Exercise material
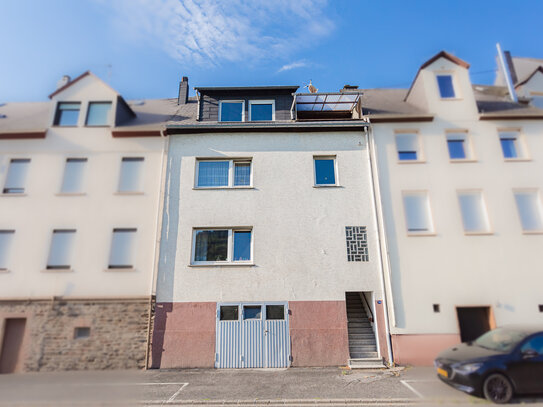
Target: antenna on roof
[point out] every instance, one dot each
(311, 88)
(506, 73)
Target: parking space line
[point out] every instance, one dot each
(171, 399)
(406, 384)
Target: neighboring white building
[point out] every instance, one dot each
(269, 251)
(459, 171)
(80, 180)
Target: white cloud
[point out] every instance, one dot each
(217, 31)
(293, 65)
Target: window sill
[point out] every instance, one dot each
(122, 269)
(411, 161)
(532, 232)
(415, 234)
(520, 159)
(236, 187)
(71, 194)
(462, 160)
(479, 233)
(57, 270)
(13, 194)
(129, 193)
(223, 265)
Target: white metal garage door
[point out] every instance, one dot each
(252, 335)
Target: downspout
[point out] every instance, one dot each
(157, 241)
(381, 236)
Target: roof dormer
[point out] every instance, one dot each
(87, 101)
(442, 86)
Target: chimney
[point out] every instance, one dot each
(63, 81)
(183, 97)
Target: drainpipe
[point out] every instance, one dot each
(160, 211)
(381, 236)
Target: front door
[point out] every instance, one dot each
(252, 335)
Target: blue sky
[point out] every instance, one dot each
(143, 47)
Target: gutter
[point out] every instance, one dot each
(384, 261)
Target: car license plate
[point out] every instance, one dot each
(442, 372)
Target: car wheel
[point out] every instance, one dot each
(497, 388)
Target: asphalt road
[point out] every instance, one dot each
(270, 387)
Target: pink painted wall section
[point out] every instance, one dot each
(318, 333)
(184, 335)
(421, 350)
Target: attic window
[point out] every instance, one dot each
(446, 88)
(98, 113)
(67, 114)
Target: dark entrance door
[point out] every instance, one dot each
(473, 322)
(11, 345)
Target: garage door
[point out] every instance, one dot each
(252, 335)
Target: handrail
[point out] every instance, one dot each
(368, 305)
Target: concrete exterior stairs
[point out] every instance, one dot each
(362, 344)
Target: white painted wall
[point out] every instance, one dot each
(35, 215)
(450, 268)
(298, 230)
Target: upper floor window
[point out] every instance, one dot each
(529, 210)
(131, 178)
(15, 180)
(512, 146)
(325, 171)
(98, 113)
(216, 246)
(474, 216)
(122, 248)
(446, 87)
(458, 145)
(60, 253)
(407, 145)
(72, 182)
(67, 114)
(261, 110)
(6, 238)
(232, 111)
(223, 173)
(417, 212)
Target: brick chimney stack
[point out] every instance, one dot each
(183, 97)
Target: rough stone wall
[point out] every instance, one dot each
(117, 340)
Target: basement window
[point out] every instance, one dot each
(81, 332)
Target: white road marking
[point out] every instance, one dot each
(406, 384)
(171, 399)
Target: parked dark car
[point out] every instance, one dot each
(497, 365)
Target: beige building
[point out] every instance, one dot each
(458, 168)
(80, 179)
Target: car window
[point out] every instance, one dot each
(534, 344)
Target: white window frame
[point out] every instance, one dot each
(231, 173)
(430, 218)
(454, 81)
(336, 175)
(232, 101)
(262, 102)
(420, 150)
(230, 250)
(537, 193)
(487, 230)
(468, 146)
(520, 144)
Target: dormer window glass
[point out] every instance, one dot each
(446, 88)
(98, 113)
(261, 110)
(232, 111)
(67, 113)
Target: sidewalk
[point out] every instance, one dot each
(273, 387)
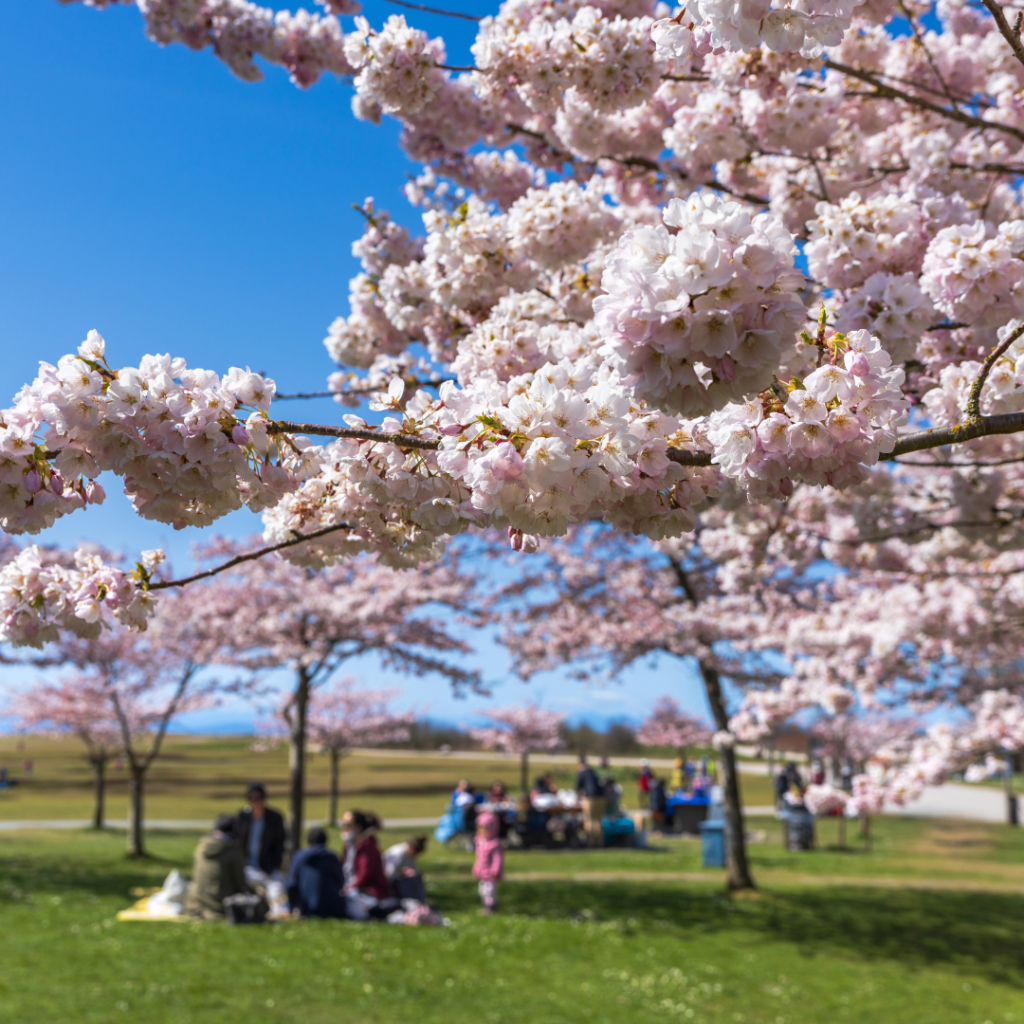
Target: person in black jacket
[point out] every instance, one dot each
(315, 881)
(261, 834)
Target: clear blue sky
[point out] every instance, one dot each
(146, 193)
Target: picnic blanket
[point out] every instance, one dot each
(165, 903)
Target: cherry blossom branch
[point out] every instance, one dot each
(323, 430)
(1012, 37)
(884, 91)
(249, 556)
(974, 398)
(369, 389)
(434, 10)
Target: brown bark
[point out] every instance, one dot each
(736, 863)
(332, 807)
(98, 792)
(136, 846)
(297, 757)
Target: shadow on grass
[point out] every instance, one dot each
(979, 932)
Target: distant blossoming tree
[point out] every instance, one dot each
(343, 717)
(520, 729)
(77, 706)
(274, 614)
(669, 725)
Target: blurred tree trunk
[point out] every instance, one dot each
(735, 842)
(98, 791)
(297, 757)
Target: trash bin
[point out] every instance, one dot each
(798, 828)
(713, 844)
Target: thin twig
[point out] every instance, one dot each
(435, 10)
(931, 60)
(884, 91)
(974, 397)
(249, 556)
(323, 430)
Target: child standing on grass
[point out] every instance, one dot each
(489, 861)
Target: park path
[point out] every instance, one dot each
(171, 824)
(781, 879)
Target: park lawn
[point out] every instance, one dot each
(563, 949)
(199, 777)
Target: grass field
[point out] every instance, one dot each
(927, 927)
(199, 777)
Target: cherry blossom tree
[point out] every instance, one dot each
(274, 614)
(669, 725)
(520, 729)
(145, 680)
(77, 706)
(343, 716)
(604, 318)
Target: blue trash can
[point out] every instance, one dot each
(713, 844)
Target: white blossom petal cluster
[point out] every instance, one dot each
(306, 44)
(40, 597)
(547, 50)
(705, 315)
(975, 271)
(173, 434)
(827, 432)
(396, 68)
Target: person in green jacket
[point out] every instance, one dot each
(218, 871)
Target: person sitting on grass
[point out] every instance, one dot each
(401, 870)
(366, 884)
(218, 871)
(261, 835)
(314, 880)
(489, 861)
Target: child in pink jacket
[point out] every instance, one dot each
(489, 860)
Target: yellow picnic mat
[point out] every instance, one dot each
(139, 910)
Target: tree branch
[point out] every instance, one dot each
(974, 397)
(884, 91)
(322, 430)
(434, 10)
(249, 556)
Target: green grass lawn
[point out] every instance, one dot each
(199, 777)
(602, 936)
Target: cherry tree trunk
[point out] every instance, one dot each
(136, 846)
(98, 792)
(735, 842)
(297, 759)
(332, 807)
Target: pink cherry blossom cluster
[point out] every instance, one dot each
(170, 432)
(543, 50)
(520, 729)
(39, 596)
(704, 315)
(396, 68)
(238, 31)
(975, 271)
(825, 799)
(826, 432)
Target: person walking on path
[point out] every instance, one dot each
(489, 861)
(591, 793)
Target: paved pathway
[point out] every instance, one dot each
(171, 824)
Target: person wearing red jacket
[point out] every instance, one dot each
(366, 883)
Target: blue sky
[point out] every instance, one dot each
(146, 193)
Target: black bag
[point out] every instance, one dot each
(248, 908)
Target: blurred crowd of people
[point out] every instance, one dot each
(245, 856)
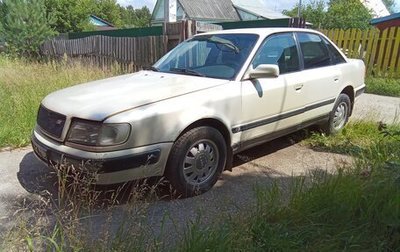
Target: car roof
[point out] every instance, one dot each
(259, 31)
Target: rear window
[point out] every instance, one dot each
(315, 52)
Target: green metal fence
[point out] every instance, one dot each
(130, 33)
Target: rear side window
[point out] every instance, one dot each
(281, 50)
(336, 57)
(315, 52)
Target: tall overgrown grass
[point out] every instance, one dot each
(77, 216)
(383, 86)
(356, 209)
(23, 84)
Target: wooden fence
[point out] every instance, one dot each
(132, 54)
(380, 50)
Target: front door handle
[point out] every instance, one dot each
(298, 87)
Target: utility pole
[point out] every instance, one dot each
(299, 10)
(166, 15)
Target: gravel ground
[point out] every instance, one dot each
(22, 177)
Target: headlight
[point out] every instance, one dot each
(98, 134)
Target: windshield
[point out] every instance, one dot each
(216, 56)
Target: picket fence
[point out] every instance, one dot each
(380, 50)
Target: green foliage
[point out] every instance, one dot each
(343, 14)
(313, 12)
(73, 16)
(356, 209)
(109, 11)
(22, 87)
(135, 17)
(346, 14)
(70, 15)
(25, 26)
(383, 86)
(390, 5)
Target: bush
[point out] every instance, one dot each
(357, 209)
(25, 26)
(24, 84)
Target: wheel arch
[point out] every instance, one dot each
(221, 127)
(349, 91)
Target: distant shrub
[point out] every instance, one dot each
(24, 26)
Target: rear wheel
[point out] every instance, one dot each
(196, 161)
(339, 115)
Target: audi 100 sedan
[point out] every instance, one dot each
(211, 97)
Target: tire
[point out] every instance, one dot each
(339, 116)
(196, 161)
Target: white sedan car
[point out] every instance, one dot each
(212, 96)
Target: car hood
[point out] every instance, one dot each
(98, 100)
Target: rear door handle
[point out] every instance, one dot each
(298, 87)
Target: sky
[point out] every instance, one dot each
(277, 5)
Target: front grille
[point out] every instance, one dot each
(51, 122)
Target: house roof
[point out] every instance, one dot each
(258, 8)
(210, 9)
(385, 19)
(99, 21)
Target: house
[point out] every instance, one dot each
(386, 22)
(101, 24)
(215, 11)
(377, 7)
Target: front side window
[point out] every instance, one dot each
(315, 52)
(336, 57)
(216, 56)
(281, 50)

Problem
Each line from the first line of the data above through the one containing "Target: neighboring white building" must be set down exactly; the pictures must not be.

Output for this task
Target: antenna on roof
[point out] every instance, one dot each
(311, 88)
(506, 73)
Target: parking space line
[point out] every instance, one dot each
(171, 399)
(406, 384)
Target: neighboring white building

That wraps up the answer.